● PROBLEM
Return every line of the data exactly as it appears.
━━━━━ DATA EXTRACTS
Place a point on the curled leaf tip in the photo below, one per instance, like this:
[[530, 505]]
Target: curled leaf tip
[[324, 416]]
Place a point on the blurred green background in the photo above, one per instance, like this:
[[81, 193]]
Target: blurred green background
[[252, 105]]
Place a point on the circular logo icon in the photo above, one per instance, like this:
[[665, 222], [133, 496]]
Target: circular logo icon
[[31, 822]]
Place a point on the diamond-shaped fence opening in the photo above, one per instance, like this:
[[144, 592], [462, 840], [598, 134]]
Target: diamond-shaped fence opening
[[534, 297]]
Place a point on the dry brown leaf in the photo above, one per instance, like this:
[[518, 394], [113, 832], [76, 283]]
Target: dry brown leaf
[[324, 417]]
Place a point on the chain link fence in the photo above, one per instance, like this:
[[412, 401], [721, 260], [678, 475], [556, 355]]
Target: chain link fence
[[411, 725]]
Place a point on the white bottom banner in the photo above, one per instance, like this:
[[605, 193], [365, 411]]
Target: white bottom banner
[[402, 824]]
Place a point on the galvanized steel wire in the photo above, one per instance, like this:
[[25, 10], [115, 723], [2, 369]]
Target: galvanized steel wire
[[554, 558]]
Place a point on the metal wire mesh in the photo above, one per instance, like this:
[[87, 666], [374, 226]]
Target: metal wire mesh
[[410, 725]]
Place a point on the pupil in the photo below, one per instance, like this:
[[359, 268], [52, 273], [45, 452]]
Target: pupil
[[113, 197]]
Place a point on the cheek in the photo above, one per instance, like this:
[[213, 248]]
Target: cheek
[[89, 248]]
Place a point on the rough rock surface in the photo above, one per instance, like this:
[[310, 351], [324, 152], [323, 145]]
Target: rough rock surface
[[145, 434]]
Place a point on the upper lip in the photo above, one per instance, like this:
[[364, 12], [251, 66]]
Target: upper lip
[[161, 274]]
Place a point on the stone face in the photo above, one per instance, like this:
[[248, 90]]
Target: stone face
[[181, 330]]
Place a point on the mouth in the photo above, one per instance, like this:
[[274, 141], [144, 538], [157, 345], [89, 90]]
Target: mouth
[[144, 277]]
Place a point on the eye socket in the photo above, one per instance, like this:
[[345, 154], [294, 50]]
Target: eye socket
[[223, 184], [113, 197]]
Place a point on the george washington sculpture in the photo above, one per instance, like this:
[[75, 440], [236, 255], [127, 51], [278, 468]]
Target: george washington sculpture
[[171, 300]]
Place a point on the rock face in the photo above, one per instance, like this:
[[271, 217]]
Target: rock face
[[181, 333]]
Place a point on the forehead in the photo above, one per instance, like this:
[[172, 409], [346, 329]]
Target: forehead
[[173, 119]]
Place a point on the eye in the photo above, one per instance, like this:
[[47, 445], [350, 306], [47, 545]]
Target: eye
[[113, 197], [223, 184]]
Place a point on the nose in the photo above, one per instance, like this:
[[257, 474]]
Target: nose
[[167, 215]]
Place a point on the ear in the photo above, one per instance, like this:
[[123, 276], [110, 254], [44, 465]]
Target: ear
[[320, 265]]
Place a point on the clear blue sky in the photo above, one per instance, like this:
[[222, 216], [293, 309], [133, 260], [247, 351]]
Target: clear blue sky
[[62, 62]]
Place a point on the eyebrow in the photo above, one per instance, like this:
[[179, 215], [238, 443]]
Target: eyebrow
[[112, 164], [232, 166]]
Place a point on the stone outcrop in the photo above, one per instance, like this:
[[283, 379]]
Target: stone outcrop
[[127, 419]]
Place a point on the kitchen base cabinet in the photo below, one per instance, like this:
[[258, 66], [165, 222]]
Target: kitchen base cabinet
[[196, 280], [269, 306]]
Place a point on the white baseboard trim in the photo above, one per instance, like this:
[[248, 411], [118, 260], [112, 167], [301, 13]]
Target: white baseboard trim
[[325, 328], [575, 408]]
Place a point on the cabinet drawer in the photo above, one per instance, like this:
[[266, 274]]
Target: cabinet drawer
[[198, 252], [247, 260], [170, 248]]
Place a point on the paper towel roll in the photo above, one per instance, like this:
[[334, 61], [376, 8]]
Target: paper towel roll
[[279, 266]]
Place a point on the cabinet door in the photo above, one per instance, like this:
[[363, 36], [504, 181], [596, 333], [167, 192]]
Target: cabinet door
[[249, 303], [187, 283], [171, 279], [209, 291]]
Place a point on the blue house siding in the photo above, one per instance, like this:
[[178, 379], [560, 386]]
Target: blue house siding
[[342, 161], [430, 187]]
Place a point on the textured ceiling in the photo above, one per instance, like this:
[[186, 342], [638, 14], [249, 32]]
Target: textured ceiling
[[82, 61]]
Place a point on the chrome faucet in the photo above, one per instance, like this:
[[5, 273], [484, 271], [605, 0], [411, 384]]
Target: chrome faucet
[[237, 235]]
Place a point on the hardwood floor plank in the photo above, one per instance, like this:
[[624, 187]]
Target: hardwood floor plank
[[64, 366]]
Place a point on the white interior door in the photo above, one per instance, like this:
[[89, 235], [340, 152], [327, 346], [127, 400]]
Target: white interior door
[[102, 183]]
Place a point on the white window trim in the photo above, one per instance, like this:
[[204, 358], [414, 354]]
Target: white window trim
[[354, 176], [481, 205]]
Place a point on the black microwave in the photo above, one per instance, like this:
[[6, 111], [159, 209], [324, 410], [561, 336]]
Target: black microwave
━━━━━━━━━━
● RESPONSE
Place a point on the curled leaf tip in the photo below, one per instance, like this:
[[530, 505]]
Target: curled leaf tip
[[324, 416]]
Place a point on the blurred green background in the photo above, one per instance, like this:
[[81, 193]]
Target: blurred green background
[[252, 105]]
Place a point on the circular logo icon in the photo above, one per instance, like this:
[[665, 222], [133, 496]]
Target: circular logo icon
[[31, 822]]
Place a point on the diamond-shaped fence opening in the photo above, one per instance, like this:
[[144, 592], [462, 840], [598, 134]]
Target: diamond-shaped fence opening
[[534, 297]]
Place a point on the dry brown leaf in the photo above, one per instance, like this:
[[518, 394], [113, 832], [76, 283]]
Target: dry brown leaf
[[324, 417]]
Place a point on the chain link fence in the photo above, one per instance, like this:
[[412, 401], [721, 260], [678, 475], [556, 355]]
Target: chain link fence
[[411, 725]]
Place a point on the white bottom banner in the photo above, one per instance, like this:
[[605, 193], [365, 411]]
Target: white bottom banner
[[402, 824]]
Place a point on the galvanized steel wire in the photo above, one per instance, like this:
[[25, 10], [115, 723], [2, 369]]
Target: galvanized steel wire
[[554, 558]]
Place a point on the metal wire mesh in the photo above, one per instance, like this:
[[87, 666], [374, 226]]
Target: metal wire mesh
[[410, 725]]
Place a point on the pupil in the photo below, one per instance, like this:
[[359, 268], [52, 273], [45, 452]]
Target: pupil
[[113, 197]]
Place a point on the cheek in the photo above, one per instance, like this:
[[213, 248]]
Target: cheek
[[89, 248]]
Place a point on the rough rock surface in the photo above, one per instance, like this:
[[310, 351], [324, 152], [323, 145]]
Target: rough rock surface
[[145, 434]]
Place a point on the upper lip in the photo above, one per instance, like this:
[[364, 12], [251, 66]]
Target: upper lip
[[161, 274]]
Place a point on the stone face in the photo above, one per instance, like this:
[[248, 90]]
Target: stone face
[[181, 330]]
Place a point on the mouth in the photo above, one per instance, like this:
[[274, 141], [144, 538], [157, 345], [89, 90]]
Target: mouth
[[144, 277]]
Place a point on the eye socket in the photo above, one per instance, like this:
[[345, 154], [294, 50]]
Target: eye socket
[[223, 184], [113, 197]]
Place a point on the george washington sculpture in the photo above, one per instance, like this:
[[75, 440], [236, 255], [127, 51], [278, 468]]
Target: george washington sculpture
[[171, 300]]
Place a point on the rock face in the photo above, one per instance, like this:
[[271, 217]]
Target: rock face
[[181, 333]]
Place a point on the forehead in the photo above, one per instance, like this:
[[172, 409], [346, 329]]
Target: forehead
[[173, 119]]
Place a point on the eye in the photo above, one per instance, like this:
[[47, 445], [350, 306], [47, 545]]
Target: eye
[[113, 197], [223, 184]]
Place a point on the nose in the photo above, one per instance, like this:
[[257, 474]]
Target: nose
[[167, 215]]
Place a point on the ear in the photo above, one per instance, like this:
[[123, 276], [110, 254], [44, 465]]
Target: ear
[[320, 265]]
Place a point on the clear blue sky in the photo above, one per instance, like this:
[[222, 216], [293, 309], [133, 260], [247, 351]]
Target: clear blue sky
[[62, 62]]
Place a point on the eyebrow in the photo above, one per instance, like this:
[[179, 215], [238, 443]]
Target: eyebrow
[[112, 164], [232, 166]]
Place a point on the stone outcrop in the photo above, one per instance, like this:
[[283, 379]]
Target: stone outcrop
[[127, 419]]
Place a point on the kitchen base cabinet in the photo below, one per instance, like this:
[[258, 66], [165, 222]]
Target: kitchen base cabinet
[[196, 280], [269, 306]]
Place a point on the white baseboard trim in the photo above, one per instance, like this:
[[248, 411], [118, 260], [112, 167], [301, 13]]
Target: white baseboard trim
[[325, 328], [575, 408]]
Place a point on the cabinet drawer in the photo above, one per instance, like this:
[[266, 274]]
Target: cabinet drawer
[[198, 252], [247, 260], [170, 248]]
Place a point on the paper towel roll in the photo above, one per instance, like this:
[[334, 61], [376, 8]]
Target: paper towel roll
[[279, 266]]
Place a point on the cabinet door in the photo above, one per instance, like this:
[[363, 36], [504, 181], [596, 333], [167, 192]]
Target: cabinet door
[[249, 303], [187, 283], [171, 279], [209, 291]]
Place a point on the blue house siding in the photo above, one per instance, like this:
[[178, 379], [560, 386]]
Target: blue house siding
[[342, 161], [430, 187]]
Place a point on the textured ceiling in the photo above, one per instance, like this:
[[186, 342], [638, 14], [249, 32]]
Target: textured ceiling
[[82, 61]]
Place a point on the chrome faucet in the photo above, one per instance, like this:
[[5, 273], [484, 271], [605, 0], [411, 384]]
Target: chrome faucet
[[237, 235]]
Place a point on the hardwood floor plank in the photo above, one per instance, like this:
[[624, 187]]
Target: hardwood floor plank
[[64, 366]]
Place a point on the white interior door in the photo above, one per instance, like this:
[[89, 235], [340, 152], [327, 346], [127, 400]]
Target: white interior door
[[102, 183]]
Place a point on the white window trim in the photo above, one per instance, like this:
[[204, 358], [414, 354]]
Target: white window trim
[[354, 176], [481, 205]]
Place a point on the black microwave in the photo above, one per instance, like this:
[[6, 111], [159, 209], [324, 410], [561, 336]]
Target: black microwave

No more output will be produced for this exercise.